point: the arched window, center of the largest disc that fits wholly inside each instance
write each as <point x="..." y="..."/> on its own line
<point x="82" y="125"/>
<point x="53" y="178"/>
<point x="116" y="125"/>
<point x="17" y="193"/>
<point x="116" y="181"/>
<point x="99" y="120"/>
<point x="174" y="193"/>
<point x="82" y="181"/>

==*==

## Written exercise
Return each line of the entries above verbatim, keeping their original order.

## Task solution
point: the arched window, center of the largest disc that fits wholly inside each instance
write each as <point x="..." y="..."/> on its own line
<point x="82" y="125"/>
<point x="53" y="178"/>
<point x="116" y="125"/>
<point x="17" y="193"/>
<point x="116" y="181"/>
<point x="99" y="120"/>
<point x="174" y="193"/>
<point x="82" y="181"/>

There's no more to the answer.